Stored data
- - - - - - -
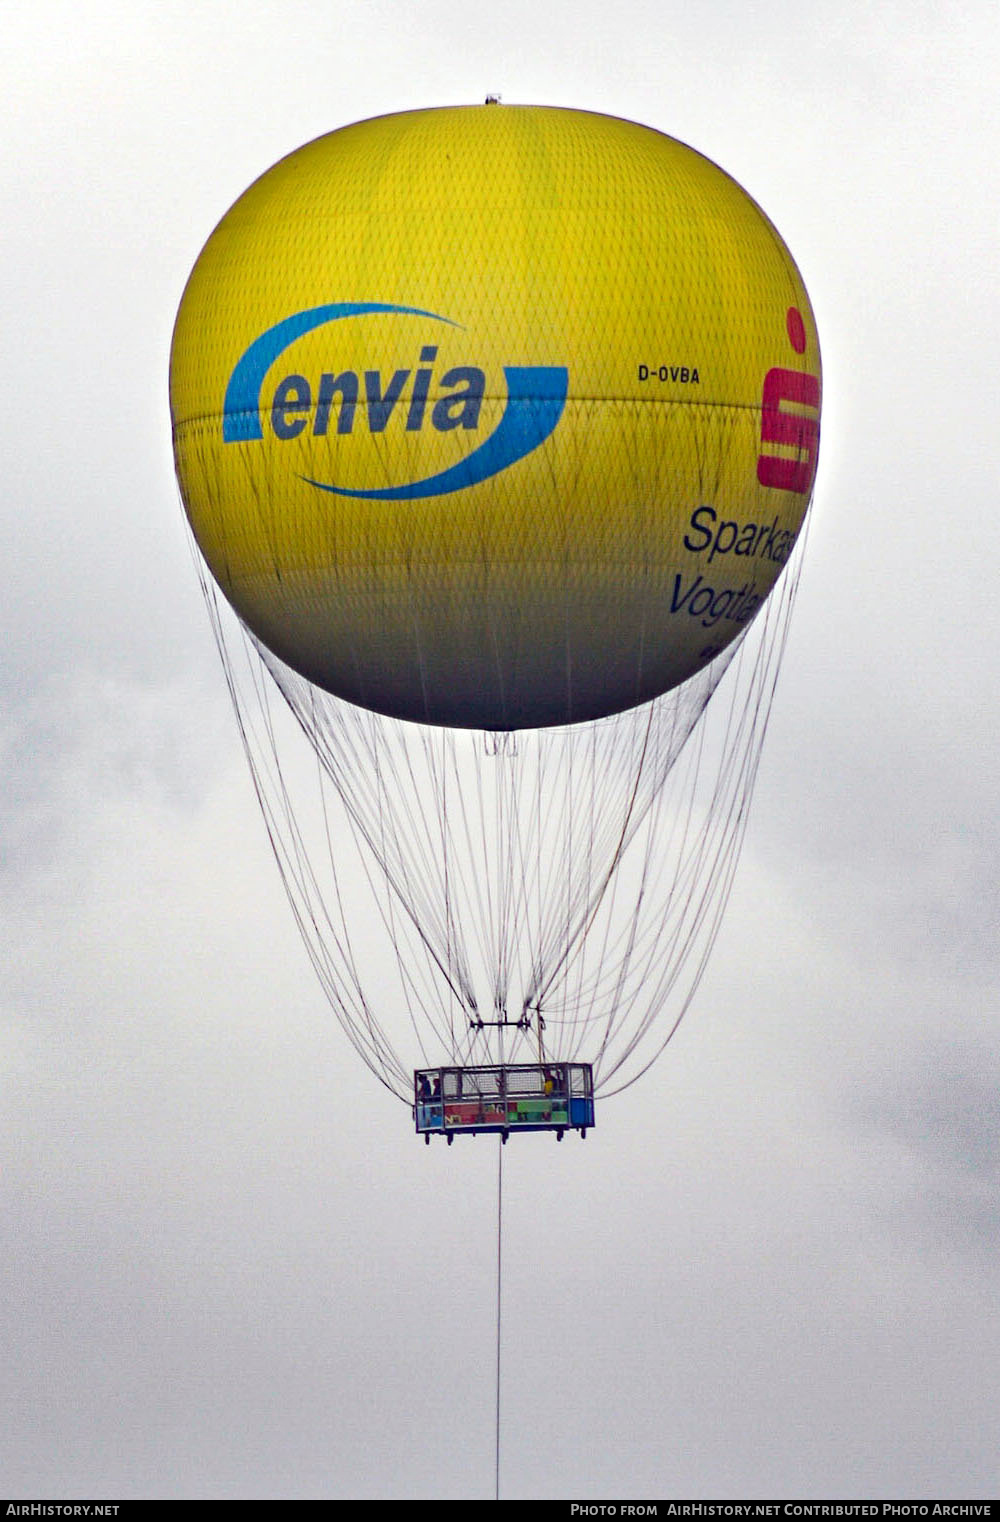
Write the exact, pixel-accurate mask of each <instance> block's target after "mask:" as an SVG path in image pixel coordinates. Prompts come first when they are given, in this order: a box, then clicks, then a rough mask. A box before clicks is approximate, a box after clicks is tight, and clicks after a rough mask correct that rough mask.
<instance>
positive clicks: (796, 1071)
mask: <svg viewBox="0 0 1000 1522" xmlns="http://www.w3.org/2000/svg"><path fill="white" fill-rule="evenodd" d="M998 70H1000V11H998V9H997V5H995V0H965V3H962V5H957V6H950V8H945V6H942V5H939V3H938V0H933V3H924V0H900V3H881V0H866V3H860V0H842V3H837V5H833V3H826V0H817V3H813V5H804V3H802V0H798V3H790V0H772V3H769V5H767V6H756V5H750V3H747V0H732V3H728V0H703V3H702V5H699V6H694V5H689V3H679V0H656V3H653V0H648V3H645V0H618V3H616V5H615V6H610V5H606V3H597V0H574V3H572V5H571V3H568V0H549V3H548V5H546V6H542V5H539V3H537V0H492V3H466V5H455V3H454V0H406V3H402V0H397V3H391V0H368V3H362V0H323V3H312V0H306V3H294V0H285V3H282V5H277V3H265V0H254V3H253V5H247V3H245V0H239V3H236V0H201V3H195V0H157V3H152V0H129V3H128V5H126V3H120V5H111V3H107V5H105V3H97V0H75V3H68V0H67V3H59V0H37V3H35V5H33V6H18V8H15V11H14V14H11V15H5V41H3V52H2V53H0V88H2V93H3V100H5V110H6V119H8V129H6V132H5V149H3V154H2V155H0V196H2V210H0V218H2V225H3V244H5V256H3V262H2V263H0V324H2V326H3V338H2V352H3V355H5V365H3V371H2V376H0V387H2V388H3V403H2V406H0V419H2V422H0V429H2V431H3V479H5V489H3V498H2V505H0V511H2V514H3V546H5V552H3V581H5V624H6V638H5V645H3V664H2V671H0V703H2V714H0V723H2V729H0V767H2V769H3V772H2V778H3V816H2V819H3V840H2V860H0V898H2V901H0V913H2V916H3V927H5V930H3V957H2V963H0V1053H2V1064H3V1091H5V1100H3V1106H2V1116H3V1119H2V1125H3V1129H5V1148H3V1151H5V1164H3V1186H2V1187H3V1196H2V1198H3V1233H5V1243H3V1254H2V1263H3V1268H2V1272H3V1294H2V1295H0V1317H2V1318H3V1323H5V1326H3V1356H0V1380H2V1382H3V1387H5V1391H3V1394H5V1405H3V1422H2V1426H3V1431H2V1432H0V1490H3V1492H5V1493H8V1495H12V1496H26V1498H30V1496H33V1495H46V1496H55V1498H75V1496H100V1495H111V1496H387V1498H393V1496H416V1495H423V1496H460V1498H478V1496H490V1495H492V1490H493V1371H495V1344H493V1336H495V1326H493V1313H495V1278H493V1275H495V1233H496V1152H498V1149H496V1143H495V1141H493V1140H489V1138H476V1140H467V1141H464V1145H455V1146H454V1148H444V1146H437V1145H435V1146H429V1148H425V1146H423V1145H422V1143H417V1140H416V1138H414V1135H412V1129H411V1125H412V1123H411V1119H409V1116H408V1113H406V1110H405V1108H403V1106H402V1105H399V1103H397V1102H396V1100H393V1099H391V1097H390V1096H387V1094H385V1093H384V1091H382V1090H381V1088H379V1087H377V1085H376V1084H374V1082H373V1079H371V1078H370V1076H368V1073H367V1071H365V1070H364V1068H361V1065H359V1064H358V1062H356V1059H355V1058H353V1055H352V1052H350V1050H349V1047H347V1043H346V1041H344V1038H342V1035H341V1032H339V1029H338V1027H336V1024H335V1021H333V1020H332V1017H330V1015H329V1012H327V1009H326V1006H324V1001H323V995H321V991H320V988H318V985H317V983H315V980H314V974H312V971H311V968H309V965H307V960H306V956H304V953H303V950H301V945H300V942H298V939H297V933H295V928H294V924H292V918H291V915H289V912H288V906H286V903H285V898H283V895H282V889H280V881H279V877H277V872H275V871H274V864H272V860H271V857H269V851H268V845H266V837H265V833H263V828H262V825H260V819H259V814H257V811H256V802H254V799H253V793H251V787H250V781H248V778H247V773H245V766H244V759H242V753H240V750H239V744H237V735H236V729H234V724H233V718H231V714H230V709H228V703H227V697H225V689H224V683H222V676H221V671H219V668H218V659H216V653H215V648H213V644H212V636H210V629H209V622H207V619H205V613H204V607H202V604H201V598H199V592H198V587H196V580H195V574H193V569H192V565H190V559H189V551H187V543H186V537H184V531H183V524H181V513H180V507H178V501H177V492H175V484H174V475H172V460H170V444H169V414H167V400H166V373H167V350H169V339H170V329H172V323H174V315H175V310H177V304H178V301H180V295H181V291H183V286H184V280H186V277H187V272H189V269H190V265H192V263H193V260H195V257H196V254H198V251H199V248H201V245H202V242H204V239H205V237H207V234H209V233H210V230H212V228H213V227H215V224H216V221H218V219H219V216H221V215H222V212H224V210H225V209H227V207H228V205H230V204H231V201H233V199H234V198H236V196H237V195H239V193H240V192H242V190H244V189H245V186H247V184H248V183H250V181H251V180H254V178H256V177H257V175H259V174H260V172H262V170H263V169H265V167H266V166H269V164H271V163H272V161H274V160H275V158H279V157H280V155H282V154H286V152H289V151H291V149H292V148H295V146H298V145H300V143H303V142H306V140H307V139H311V137H315V135H318V134H320V132H324V131H330V129H333V128H336V126H341V125H344V123H347V122H352V120H356V119H359V117H367V116H374V114H379V113H384V111H397V110H403V108H411V107H426V105H440V103H460V102H476V100H481V99H482V97H484V96H486V93H487V91H499V93H502V96H504V99H505V100H510V102H542V103H554V105H572V107H584V108H591V110H598V111H607V113H612V114H618V116H627V117H633V119H638V120H642V122H647V123H650V125H651V126H656V128H659V129H662V131H667V132H670V134H671V135H674V137H679V139H682V140H685V142H688V143H691V145H694V146H696V148H699V149H700V151H702V152H705V154H708V155H709V157H711V158H714V160H715V161H718V163H720V164H723V166H725V167H726V169H728V170H729V172H731V174H732V175H735V178H737V180H738V181H740V183H741V184H743V186H746V189H747V190H749V192H750V195H753V198H755V199H756V201H758V202H760V204H761V205H763V207H764V209H766V212H767V213H769V216H770V218H772V219H773V222H775V224H776V225H778V228H779V230H781V233H782V236H784V239H785V240H787V244H788V247H790V248H791V251H793V254H795V257H796V262H798V263H799V268H801V269H802V274H804V279H805V283H807V286H808V291H810V295H811V300H813V306H814V310H816V318H817V323H819V332H820V341H822V349H823V362H825V414H823V454H822V460H820V469H819V478H817V492H816V507H814V522H813V530H811V536H810V545H808V557H807V565H805V572H804V578H802V589H801V595H799V604H798V610H796V618H795V624H793V629H791V639H790V645H788V651H787V659H785V667H784V673H782V680H781V685H779V691H778V699H776V706H775V714H773V723H772V729H770V734H769V738H767V746H766V750H764V759H763V766H761V775H760V785H758V793H756V801H755V807H753V814H752V820H750V829H749V836H747V842H746V849H744V857H743V863H741V869H740V874H738V878H737V887H735V892H734V896H732V903H731V909H729V915H728V918H726V922H725V927H723V933H721V936H720V941H718V944H717V950H715V956H714V960H712V965H711V970H709V973H708V976H706V979H705V982H703V985H702V989H700V992H699V997H697V1000H696V1005H694V1008H693V1011H691V1014H689V1017H688V1020H686V1021H685V1024H683V1026H682V1030H680V1035H679V1036H677V1040H676V1041H674V1043H673V1046H671V1047H670V1049H668V1052H667V1055H665V1056H664V1059H662V1061H661V1062H659V1064H658V1065H656V1067H654V1068H653V1070H651V1071H650V1075H648V1076H647V1078H645V1081H644V1082H642V1084H641V1085H636V1087H633V1088H632V1090H629V1093H627V1094H626V1096H623V1097H621V1099H618V1100H610V1102H607V1105H606V1108H604V1110H601V1111H600V1113H598V1125H597V1129H595V1131H594V1134H592V1135H589V1137H588V1138H586V1141H584V1143H580V1140H578V1138H575V1137H571V1138H568V1140H566V1141H565V1143H563V1145H562V1146H557V1145H556V1143H554V1141H551V1138H548V1137H521V1138H513V1140H511V1145H510V1146H508V1148H507V1149H505V1157H504V1178H505V1201H504V1221H505V1242H507V1260H505V1300H504V1338H505V1341H504V1412H502V1470H501V1489H502V1493H504V1495H507V1496H566V1498H588V1496H601V1498H613V1496H615V1495H629V1496H744V1495H775V1496H883V1498H890V1496H939V1495H945V1496H983V1495H995V1493H997V1490H998V1489H1000V1458H998V1455H1000V1415H998V1412H1000V1307H998V1298H997V1269H998V1259H1000V1157H998V1152H1000V1146H998V1131H1000V1097H998V1096H1000V1059H998V1058H997V1050H998V1047H1000V1041H998V1036H1000V1018H998V1000H997V927H998V921H1000V893H998V887H997V860H998V858H1000V819H998V813H997V796H998V782H1000V747H998V744H997V734H998V720H1000V696H998V691H997V674H995V648H997V644H998V641H1000V600H998V597H997V586H998V578H997V565H998V563H1000V513H998V511H997V499H998V487H1000V482H998V478H997V416H998V408H997V402H998V387H997V358H995V356H997V353H998V352H1000V330H998V327H1000V324H998V315H1000V298H998V295H997V280H995V248H997V230H998V228H997V205H998V193H997V192H998V186H997V167H995V166H997V160H998V158H1000V120H998V105H997V99H998V97H997V75H998Z"/></svg>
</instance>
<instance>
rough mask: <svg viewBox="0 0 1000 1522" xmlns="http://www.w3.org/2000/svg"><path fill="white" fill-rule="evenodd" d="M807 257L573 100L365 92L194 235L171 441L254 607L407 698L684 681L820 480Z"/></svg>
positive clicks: (776, 552) (560, 713)
mask: <svg viewBox="0 0 1000 1522" xmlns="http://www.w3.org/2000/svg"><path fill="white" fill-rule="evenodd" d="M819 405H820V362H819V345H817V338H816V326H814V320H813V314H811V309H810V303H808V297H807V294H805V288H804V285H802V280H801V277H799V272H798V269H796V266H795V263H793V260H791V256H790V254H788V251H787V248H785V247H784V244H782V242H781V237H779V236H778V233H776V231H775V228H773V227H772V224H770V222H769V221H767V218H766V216H764V215H763V212H761V210H760V207H758V205H756V204H755V202H753V201H752V199H750V198H749V196H747V195H746V192H744V190H741V189H740V186H737V184H735V181H734V180H731V178H729V177H728V175H726V174H723V170H721V169H718V167H717V166H715V164H712V163H711V161H709V160H706V158H703V157H702V155H700V154H697V152H694V151H693V149H689V148H686V146H685V145H682V143H677V142H674V140H673V139H670V137H665V135H662V134H661V132H654V131H651V129H650V128H645V126H639V125H636V123H633V122H624V120H619V119H613V117H604V116H595V114H591V113H581V111H566V110H554V108H545V107H501V105H486V107H460V108H444V110H434V111H414V113H403V114H399V116H390V117H379V119H374V120H370V122H359V123H356V125H353V126H349V128H344V129H341V131H338V132H332V134H329V135H327V137H321V139H318V140H317V142H314V143H307V145H306V146H304V148H300V149H298V151H297V152H294V154H291V155H289V157H288V158H285V160H282V161H280V163H279V164H275V166H274V167H272V169H271V170H268V174H265V175H263V177H262V178H260V180H257V181H256V184H253V186H251V187H250V189H248V190H247V192H245V195H242V196H240V199H239V201H237V202H236V204H234V205H233V207H231V210H230V212H228V213H227V215H225V216H224V219H222V221H221V224H219V225H218V228H216V230H215V233H213V234H212V237H210V239H209V242H207V245H205V248H204V250H202V253H201V257H199V259H198V263H196V265H195V269H193V272H192V275H190V280H189V283H187V289H186V292H184V298H183V301H181V307H180V314H178V318H177V327H175V333H174V349H172V358H170V409H172V419H174V447H175V458H177V472H178V479H180V484H181V493H183V498H184V504H186V508H187V514H189V519H190V524H192V528H193V533H195V537H196V540H198V545H199V548H201V551H202V554H204V557H205V560H207V563H209V568H210V569H212V574H213V575H215V578H216V581H218V583H219V586H221V587H222V591H224V594H225V597H227V598H228V601H230V603H231V604H233V607H234V609H236V612H237V615H239V616H240V618H242V619H244V622H245V624H247V626H248V627H250V630H251V632H253V633H254V635H256V636H257V638H259V639H260V641H262V642H263V644H265V645H268V647H269V648H271V650H272V651H274V653H275V654H277V656H280V658H282V661H285V662H286V664H288V665H291V667H292V668H295V670H297V671H298V673H301V674H303V676H304V677H307V679H309V680H311V682H315V683H318V685H320V686H323V688H326V689H327V691H330V693H335V694H338V696H341V697H344V699H349V700H350V702H355V703H361V705H364V706H367V708H371V709H376V711H379V712H384V714H394V715H399V717H403V718H412V720H420V721H425V723H434V724H455V726H469V728H486V729H516V728H524V726H543V724H560V723H574V721H578V720H586V718H597V717H601V715H604V714H612V712H618V711H621V709H626V708H630V706H633V705H636V703H641V702H645V700H648V699H651V697H656V696H658V694H659V693H664V691H667V689H668V688H671V686H674V685H677V683H679V682H683V680H685V679H686V677H689V676H693V674H694V673H696V671H697V670H700V667H703V665H705V664H706V662H709V661H711V659H712V658H714V656H715V654H718V651H720V650H723V648H725V647H726V645H728V644H729V642H731V641H732V639H734V638H735V636H737V635H738V633H740V632H741V630H743V629H744V627H746V626H747V622H749V619H750V618H752V616H753V613H755V612H756V610H758V609H760V606H761V604H763V601H764V598H766V597H767V594H769V591H770V589H772V586H773V583H775V580H776V578H778V575H779V574H781V568H782V565H784V563H785V560H787V559H788V554H790V552H791V548H793V545H795V540H796V534H798V531H799V528H801V524H802V519H804V514H805V508H807V505H808V499H810V493H811V487H813V476H814V472H816V457H817V446H819Z"/></svg>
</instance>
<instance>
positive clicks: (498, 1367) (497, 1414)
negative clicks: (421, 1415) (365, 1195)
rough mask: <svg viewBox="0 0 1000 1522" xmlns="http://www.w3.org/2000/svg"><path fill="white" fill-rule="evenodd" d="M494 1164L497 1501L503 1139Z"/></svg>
mask: <svg viewBox="0 0 1000 1522" xmlns="http://www.w3.org/2000/svg"><path fill="white" fill-rule="evenodd" d="M496 1149H498V1164H496V1467H495V1472H493V1481H495V1499H496V1501H499V1350H501V1269H502V1251H501V1250H502V1242H504V1137H502V1134H501V1137H499V1140H498V1145H496Z"/></svg>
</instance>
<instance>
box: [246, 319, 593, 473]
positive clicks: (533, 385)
mask: <svg viewBox="0 0 1000 1522" xmlns="http://www.w3.org/2000/svg"><path fill="white" fill-rule="evenodd" d="M390 312H393V314H400V312H402V314H403V315H406V317H422V318H429V320H431V321H434V323H444V324H447V327H461V324H460V323H454V321H452V320H451V318H447V317H441V315H440V314H438V312H423V310H422V309H420V307H416V306H393V304H390V303H387V301H336V303H332V304H330V306H314V307H309V310H306V312H295V314H294V315H292V317H286V318H285V320H283V321H280V323H275V324H274V327H269V329H268V330H266V332H265V333H262V335H260V336H259V338H256V339H254V341H253V344H251V345H250V349H247V350H245V353H244V355H242V356H240V358H239V361H237V362H236V367H234V370H233V373H231V376H230V380H228V385H227V388H225V403H224V414H222V441H224V443H227V444H231V443H236V441H248V440H254V438H263V429H262V426H260V391H262V388H263V380H265V376H266V374H268V371H269V368H271V365H272V364H274V362H275V359H279V358H280V355H282V353H283V352H285V350H286V349H288V347H289V345H291V344H294V342H295V339H297V338H301V336H303V335H304V333H311V332H312V330H314V329H315V327H323V324H324V323H339V321H342V320H344V318H349V317H370V315H373V314H390ZM435 356H437V349H435V347H434V345H425V347H423V349H422V350H420V359H422V361H423V362H425V365H426V362H428V361H432V359H434V358H435ZM409 376H411V371H409V370H396V371H394V374H393V376H391V377H390V379H388V380H385V382H384V379H382V374H381V371H379V370H365V371H364V376H359V374H358V373H355V371H353V370H346V371H342V373H341V374H332V373H330V374H323V376H321V377H320V384H318V388H317V394H315V397H314V393H312V387H311V385H309V380H307V379H306V377H304V376H286V377H285V379H283V380H280V382H279V385H277V388H275V391H274V399H272V403H271V408H269V412H271V423H272V428H274V432H275V434H277V437H279V438H297V437H298V434H301V432H303V431H304V429H306V426H307V425H309V422H312V432H314V434H315V435H324V434H326V432H327V431H329V428H330V411H332V409H333V403H335V400H336V423H335V426H336V431H338V432H339V434H350V432H352V429H353V426H355V414H356V411H358V403H359V393H361V385H362V380H364V405H365V411H367V420H368V428H370V431H371V432H373V434H379V432H382V431H384V429H385V425H387V423H388V419H390V416H391V412H393V409H394V408H396V405H397V402H399V399H400V396H402V393H403V388H405V385H406V382H408V380H409ZM431 376H432V371H431V370H429V368H425V367H423V368H417V371H416V376H414V384H412V391H411V396H409V403H408V411H406V431H408V432H417V431H420V429H422V428H423V426H425V423H426V420H428V396H429V388H431ZM504 376H505V380H507V402H505V405H504V412H502V417H501V420H499V423H498V425H496V428H495V429H493V432H492V434H490V435H489V437H487V438H484V440H482V443H481V444H479V446H478V447H476V449H473V451H472V454H469V455H466V457H464V458H463V460H460V461H458V463H457V464H454V466H449V467H447V470H440V472H438V473H437V475H431V476H425V478H423V479H420V481H405V482H402V484H399V486H387V487H377V489H368V490H359V489H356V487H349V486H336V484H335V482H333V481H314V479H312V478H311V476H303V481H307V482H309V486H315V487H318V489H320V490H321V492H335V493H336V495H338V496H362V498H371V499H373V501H382V502H400V501H406V499H409V498H420V496H441V495H443V493H444V492H463V490H464V489H466V487H470V486H476V484H478V482H479V481H487V479H489V478H490V476H493V475H498V473H499V472H501V470H505V469H507V466H511V464H514V461H516V460H524V457H525V455H530V454H531V451H533V449H537V447H539V444H542V443H545V440H546V438H548V435H549V434H551V432H553V429H554V428H556V425H557V423H559V420H560V417H562V414H563V406H565V403H566V390H568V385H569V371H568V370H566V367H565V365H504ZM440 387H443V388H446V390H444V391H441V394H440V397H438V400H437V402H435V403H434V406H432V408H431V409H429V423H431V428H434V429H437V431H438V432H449V431H451V429H455V428H463V429H469V431H475V429H478V426H479V408H481V403H482V396H484V390H486V376H484V373H482V370H479V368H478V367H475V365H458V367H455V368H452V370H447V371H446V373H444V374H443V376H441V380H440Z"/></svg>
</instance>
- - - - - - -
> TASK DIRECTIONS:
In the data above, find the line that contains "negative clicks: (421, 1415) (365, 1195)" and the line that contains "box: [246, 319, 593, 473]". Repeat exactly those lines and every line between them, and only those.

> TASK RESPONSE:
negative clicks: (421, 1415) (365, 1195)
rough mask: <svg viewBox="0 0 1000 1522" xmlns="http://www.w3.org/2000/svg"><path fill="white" fill-rule="evenodd" d="M494 1164L497 1501L503 1139Z"/></svg>
mask: <svg viewBox="0 0 1000 1522" xmlns="http://www.w3.org/2000/svg"><path fill="white" fill-rule="evenodd" d="M496 1149H498V1164H496V1467H495V1472H493V1481H495V1499H496V1501H499V1350H501V1269H502V1251H501V1250H502V1242H504V1137H502V1134H501V1137H499V1140H498V1145H496Z"/></svg>
</instance>
<instance>
box: [246, 319, 593, 473]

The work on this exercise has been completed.